Top of Source material

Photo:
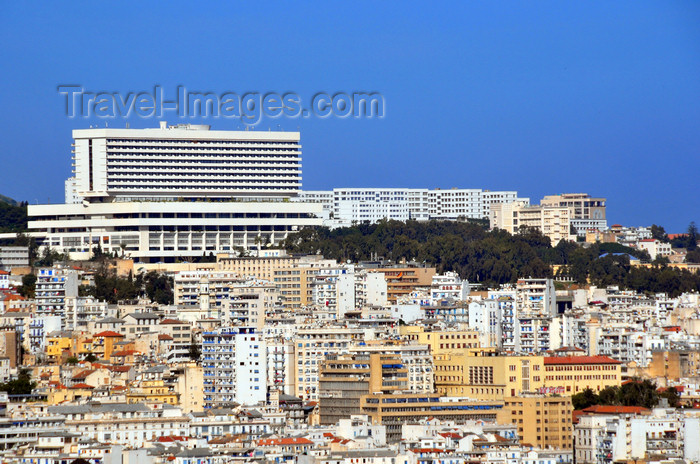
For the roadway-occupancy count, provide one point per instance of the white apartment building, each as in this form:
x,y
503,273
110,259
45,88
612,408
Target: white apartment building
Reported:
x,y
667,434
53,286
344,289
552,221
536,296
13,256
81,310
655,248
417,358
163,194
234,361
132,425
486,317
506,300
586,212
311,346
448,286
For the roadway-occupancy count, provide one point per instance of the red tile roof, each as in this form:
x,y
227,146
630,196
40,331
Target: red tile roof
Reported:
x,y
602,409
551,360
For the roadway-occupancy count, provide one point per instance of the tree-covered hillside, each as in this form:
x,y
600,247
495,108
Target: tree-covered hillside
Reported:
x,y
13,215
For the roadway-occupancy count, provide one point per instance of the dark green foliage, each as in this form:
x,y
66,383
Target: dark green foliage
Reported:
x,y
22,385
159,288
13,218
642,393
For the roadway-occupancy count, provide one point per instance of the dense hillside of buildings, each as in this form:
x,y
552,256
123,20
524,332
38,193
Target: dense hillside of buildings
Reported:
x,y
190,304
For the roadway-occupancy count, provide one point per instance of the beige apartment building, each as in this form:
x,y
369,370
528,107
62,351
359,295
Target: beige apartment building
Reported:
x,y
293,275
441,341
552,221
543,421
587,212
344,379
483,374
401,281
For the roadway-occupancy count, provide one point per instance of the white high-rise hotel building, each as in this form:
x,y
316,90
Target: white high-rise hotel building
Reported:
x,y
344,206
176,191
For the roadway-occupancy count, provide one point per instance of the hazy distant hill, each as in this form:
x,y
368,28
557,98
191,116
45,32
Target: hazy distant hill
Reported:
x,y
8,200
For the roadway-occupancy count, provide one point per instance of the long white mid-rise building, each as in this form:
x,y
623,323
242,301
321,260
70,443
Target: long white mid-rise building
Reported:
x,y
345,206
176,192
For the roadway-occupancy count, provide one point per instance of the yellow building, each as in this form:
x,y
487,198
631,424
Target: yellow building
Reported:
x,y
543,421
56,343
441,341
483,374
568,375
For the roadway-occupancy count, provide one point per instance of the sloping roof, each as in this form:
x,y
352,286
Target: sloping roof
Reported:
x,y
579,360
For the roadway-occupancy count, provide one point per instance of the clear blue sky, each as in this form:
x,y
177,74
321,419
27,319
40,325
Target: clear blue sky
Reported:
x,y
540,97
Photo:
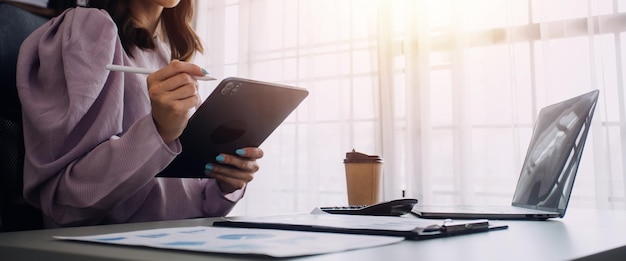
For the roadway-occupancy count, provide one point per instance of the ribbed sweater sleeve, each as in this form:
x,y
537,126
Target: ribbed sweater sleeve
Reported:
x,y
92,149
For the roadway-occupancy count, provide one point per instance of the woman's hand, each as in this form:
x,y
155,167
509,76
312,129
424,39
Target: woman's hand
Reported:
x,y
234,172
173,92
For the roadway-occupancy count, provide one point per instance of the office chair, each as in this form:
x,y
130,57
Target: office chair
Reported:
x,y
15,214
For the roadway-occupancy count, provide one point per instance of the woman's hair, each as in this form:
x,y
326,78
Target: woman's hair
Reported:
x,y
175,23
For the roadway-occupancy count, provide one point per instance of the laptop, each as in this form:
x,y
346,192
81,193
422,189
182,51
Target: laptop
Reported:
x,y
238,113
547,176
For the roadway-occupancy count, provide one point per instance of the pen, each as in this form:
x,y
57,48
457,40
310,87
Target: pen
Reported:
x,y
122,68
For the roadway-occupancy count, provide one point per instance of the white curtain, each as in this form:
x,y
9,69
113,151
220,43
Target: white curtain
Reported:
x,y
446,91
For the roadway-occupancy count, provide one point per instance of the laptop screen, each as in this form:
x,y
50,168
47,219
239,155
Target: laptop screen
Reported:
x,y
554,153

Bottom of Source material
Top of Source material

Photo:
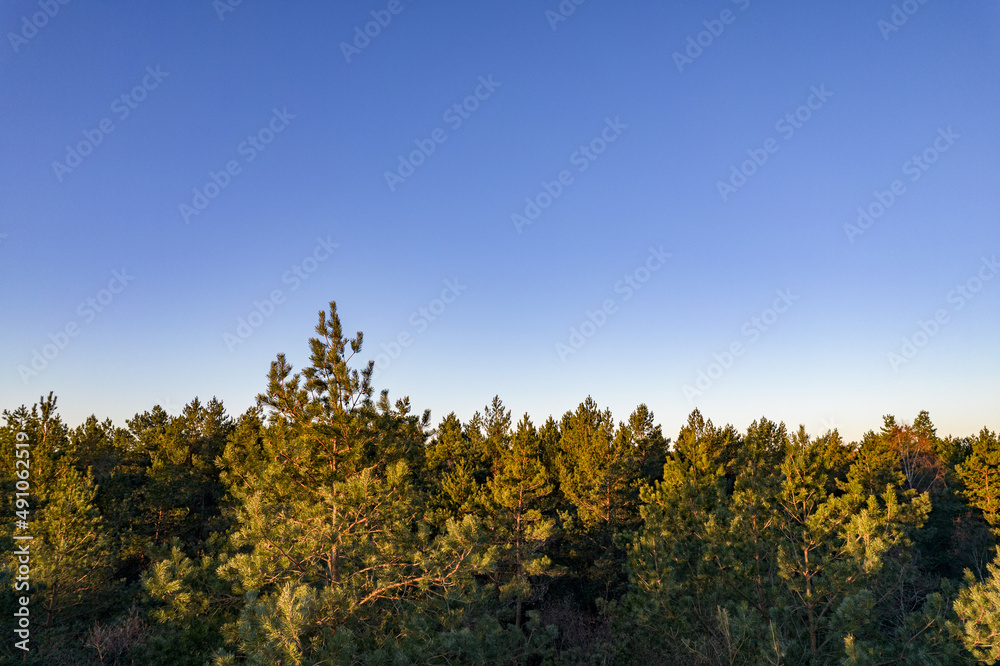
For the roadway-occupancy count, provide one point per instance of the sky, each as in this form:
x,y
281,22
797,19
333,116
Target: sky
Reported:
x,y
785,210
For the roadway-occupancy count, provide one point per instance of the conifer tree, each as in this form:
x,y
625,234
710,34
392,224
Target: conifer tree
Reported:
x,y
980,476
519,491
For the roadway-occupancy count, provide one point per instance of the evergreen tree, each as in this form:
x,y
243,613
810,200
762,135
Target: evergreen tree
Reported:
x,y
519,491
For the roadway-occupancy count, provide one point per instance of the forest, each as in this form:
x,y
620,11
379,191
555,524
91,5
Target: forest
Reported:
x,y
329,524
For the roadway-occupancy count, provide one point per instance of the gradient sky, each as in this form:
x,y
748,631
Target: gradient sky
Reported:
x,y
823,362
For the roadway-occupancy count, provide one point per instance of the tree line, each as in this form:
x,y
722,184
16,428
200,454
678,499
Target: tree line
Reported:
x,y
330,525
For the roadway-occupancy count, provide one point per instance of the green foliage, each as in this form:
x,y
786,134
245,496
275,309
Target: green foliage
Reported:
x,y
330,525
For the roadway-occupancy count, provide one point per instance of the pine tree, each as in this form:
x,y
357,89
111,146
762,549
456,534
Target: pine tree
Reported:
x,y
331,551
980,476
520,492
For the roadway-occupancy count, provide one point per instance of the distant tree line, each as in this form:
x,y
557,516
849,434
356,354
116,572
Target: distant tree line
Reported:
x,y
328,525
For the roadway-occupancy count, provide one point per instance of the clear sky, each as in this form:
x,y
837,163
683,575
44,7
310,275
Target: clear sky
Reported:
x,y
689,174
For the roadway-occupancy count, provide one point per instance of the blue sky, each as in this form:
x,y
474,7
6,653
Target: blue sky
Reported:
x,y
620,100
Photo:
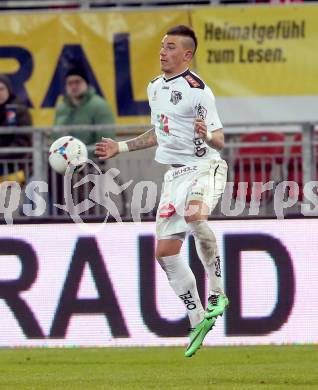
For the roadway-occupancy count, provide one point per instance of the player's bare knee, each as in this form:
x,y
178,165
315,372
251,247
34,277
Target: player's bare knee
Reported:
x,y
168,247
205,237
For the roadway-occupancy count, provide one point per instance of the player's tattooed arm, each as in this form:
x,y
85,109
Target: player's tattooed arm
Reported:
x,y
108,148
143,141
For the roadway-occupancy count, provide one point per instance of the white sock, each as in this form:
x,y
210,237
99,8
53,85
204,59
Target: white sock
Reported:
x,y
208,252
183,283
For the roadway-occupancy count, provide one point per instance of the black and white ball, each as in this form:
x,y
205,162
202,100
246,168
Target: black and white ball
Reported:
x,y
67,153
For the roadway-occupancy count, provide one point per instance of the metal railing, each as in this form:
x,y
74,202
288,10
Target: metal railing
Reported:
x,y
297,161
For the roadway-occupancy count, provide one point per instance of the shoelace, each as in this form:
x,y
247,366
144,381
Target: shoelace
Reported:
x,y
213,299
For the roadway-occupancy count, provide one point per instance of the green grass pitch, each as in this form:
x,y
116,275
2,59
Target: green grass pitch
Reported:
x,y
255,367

Bottom of Source material

_How to complete this task_. Each line above with the string "conifer" should be reported in full.

_Expected answer_.
For the roadway-occupancy count, provide one point per instance of the conifer tree, each as in this form:
Target: conifer tree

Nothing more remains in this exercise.